Consigne 1
Répondez aux questions suivantes à l'aide du texte sur les assassinats en Algérie.
(a) Quel âge avait l'assassin de Monsieur ASALAH ?
(b) Quelle était la profession de Youcef Fathallah, et où a-t-il été tué ?
(c) Quelles fonctions Kasdi Merbah avait-il occupées ?
Consigne 2
Indiquez si chacune des affirmations suivantes est conforme au texte sur les assassinats en Algérie. Répondez par oui ou par non et citez les mots du texte qui le montrent.
(a) Le meurtrier du binational d'Annaba était un voleur.
(b) L'assassin de Monsieur ASALAH a fini par être arrêté.
(c) La guerre civile dure depuis moins de dix ans.
Consigne 3
Rédigez la suite du texte sur les assassinats en Algérie à partir de l'endroit où il s'arrête.

Extrait du texte
--

Boudjedra a raison de croire qu'il a eu beaucoup plus de chance que d'autres pendant cette guerre civile qui a maintenant plus de dix ans d'âge ( 3 ans de plus que la guerre de libération et ce n'est pas fini). Mais dans les noms qu'il évoque, il pratique l'amalgame et évite de dire l'essentiel comme par exemple que la police algérienne si prompte à arrêter les auteurs des crimes crapuleux n'a pu le faire qu'à de rares exceptions ( et encore le présumé coupable est tué en prison ) en ce qui concerne les éliminations attribuées aux islamistes. A cet égard est édifiant le cas de ce binational de Annaba dont l'assassinat a été d'abord attribué avec fracas au GIA, trois jours plus tard, le criminel fut arrêté ! – c'était un voleur !
Monsieur ASALAH n'était pas peintre mais le directeur de l'Ecole Supérieures de Beaux Arts – un homme charmant qui n'appartenait à aucun groupe politique, les circonstances de sa mort et celle de son fils, pouvaient permettre à la police, considérant les indices de départ, d'aboutir vite : l'assassin était un jeune homme de 20 ans dont la tenue comme l'attitude se confondaient avec celle des étudiants de l'Ecole ; jeans, pas de barbe, un cartable sous le bras ; il a attendu dans la cour l'arrivée de ses victimes sans soulever le moindre soupçon. Les nombreux témoins ont pu l'observer et le décrire. Il a tiré sans crier " Allah Ouakbar " – <>- au moment de tirer ! Pourquoi serait-ce a priori un islamiste ? En tout cas malgré les nombreux indices et la bonne description qui en fut faite, il n'a jamais été appréhendé.

Youcef Fathallah était notaire. Cet homme affable et discret fut tué dans son étude située en plein centre d'Alger. Comme le professeur Boucebsi, il était membre de la commission d'enquête sur l'assassinat de Boufiaf (En cette tragique occasion Boujdera s'était illustré par sa clairvoyance en venant dire le soir même au journal de 20 heures de TF1 sa certitude que l'assassin du Président du Haut Conseil de l'Etat était un agent islamiste.) L'élimination des deux personnes est d'autant plus étrange que les deux ont fait part à la presse de leurs réserves sur la manière dont se déroulaient les investigations. Boudjedra aurait pu encore citer l'ancien Premier Ministre et ex-chef de la sécurité de BOUMEDIENNE, en l'occurrence Monsieur Kasdi Merbah, arrosé de balles, un après-midi ensoleillé, tout à fait comme dans le film " Le Parrain ".

Dieu sait reconnaître les siens, il faut le croire !

--

Liste
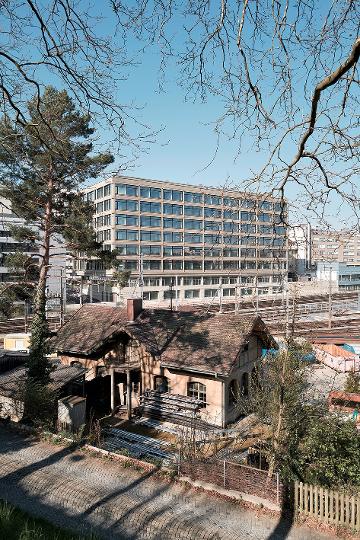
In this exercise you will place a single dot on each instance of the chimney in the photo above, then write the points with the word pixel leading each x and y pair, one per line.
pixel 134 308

--

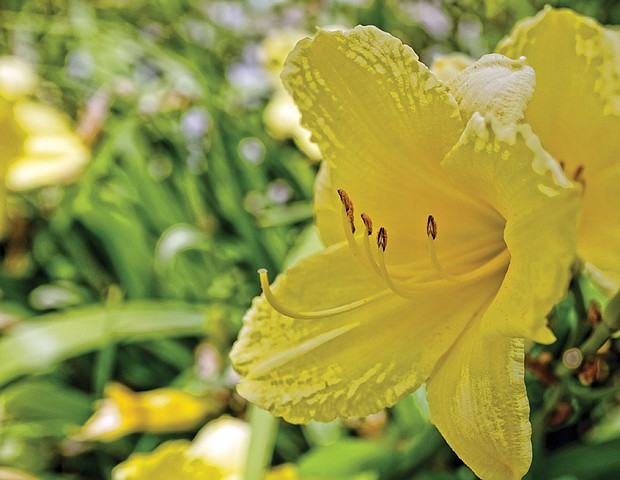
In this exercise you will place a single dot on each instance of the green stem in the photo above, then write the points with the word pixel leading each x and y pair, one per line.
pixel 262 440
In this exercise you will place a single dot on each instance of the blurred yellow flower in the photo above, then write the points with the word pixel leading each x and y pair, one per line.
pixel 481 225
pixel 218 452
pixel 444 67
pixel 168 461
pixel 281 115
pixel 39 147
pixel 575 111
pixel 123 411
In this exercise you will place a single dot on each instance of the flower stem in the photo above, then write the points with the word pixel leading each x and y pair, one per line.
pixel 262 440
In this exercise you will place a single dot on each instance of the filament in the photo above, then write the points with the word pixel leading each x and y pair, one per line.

--

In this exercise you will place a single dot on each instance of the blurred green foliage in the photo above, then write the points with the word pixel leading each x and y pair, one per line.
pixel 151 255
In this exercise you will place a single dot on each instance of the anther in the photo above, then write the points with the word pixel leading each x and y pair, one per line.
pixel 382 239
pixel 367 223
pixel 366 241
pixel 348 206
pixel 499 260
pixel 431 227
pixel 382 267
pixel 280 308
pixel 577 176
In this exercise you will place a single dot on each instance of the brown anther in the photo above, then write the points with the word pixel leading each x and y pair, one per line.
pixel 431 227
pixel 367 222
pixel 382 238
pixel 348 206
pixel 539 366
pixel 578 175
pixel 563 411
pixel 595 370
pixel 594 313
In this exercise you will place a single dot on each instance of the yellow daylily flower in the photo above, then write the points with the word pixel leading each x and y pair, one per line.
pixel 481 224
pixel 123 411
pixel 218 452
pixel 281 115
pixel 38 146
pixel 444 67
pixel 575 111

--

Réponse rédigée 1
(a) Il avait 20 ans.
(b) Il était notaire et a été tué dans son étude, située en plein centre d'Alger.
(c) Il était ancien Premier ministre et ex-chef de la sécurité de Boumediene.

Réponse rédigée 2
(a) Oui : « le criminel fut arrêté ! – c'était un voleur ! »
(b) Non : « il n'a jamais été appréhendé. »
(c) Non : « qui a maintenant plus de dix ans d'âge »

Réponse rédigée 3
BOUDJEDRA, menacé par les intégristes, a été bien protégé. On peut, on doit s'en féliciter ! Ce ne fut pas le cas des habitants de (Bentalha ) ! Peut-être, parce qu'ils ne comptaient pas parmi eux un écrivain, un artiste ! En supposant que ce massacre n'a pas été commandité par les aigrefins du service de propagande de l'armée ( méthode courante dans toutes les armées amenées à faire des missions de police ), ni ne fut "un dommage collatéral", il n'en reste pas moins que la tuerie à l'arme blanche de femmes et d'enfants, a eu lieu à cinq kilomètres d'une caserne et sous la surveillance d'un hélicoptère de l'armée – les assassins se sont acharnés exclusivement sur des femmes et des enfants ce qui en fait un phénomène inédit dans l'horrible histoire des crimes contre l'Humanité, (même les nazis se sont contentés de tuer à l'aveuglette hommes, femmes et enfants, ou se sont limités à tuer les hommes, mais jamais seulement des femmes et des enfants ). De plus le carnage a pris plus de trois longues heures. Aucun secours, rien ! Ayant accompli leur forfait, les bouchers ont pu repartir tranquillement, armes à l'épaule ! En dehors de la satisfaction du ministre de la santé de l'époque ( " Voilà ce qui arrive quand abrite le GIA " – archives filmées à l'appui ! – a t-il dit en substance sans que personne n'ait pensé serait-ce protester ! , l'explication avancée parle de dysfonctionnement : eh ! bien ! rien que pour ce dysfonctionnement, les Etoilés de l'armée algérienne n'ont plus d'honneur, et s'il leur en restait, ils devraient faire du mot "pardon" une incessante prière !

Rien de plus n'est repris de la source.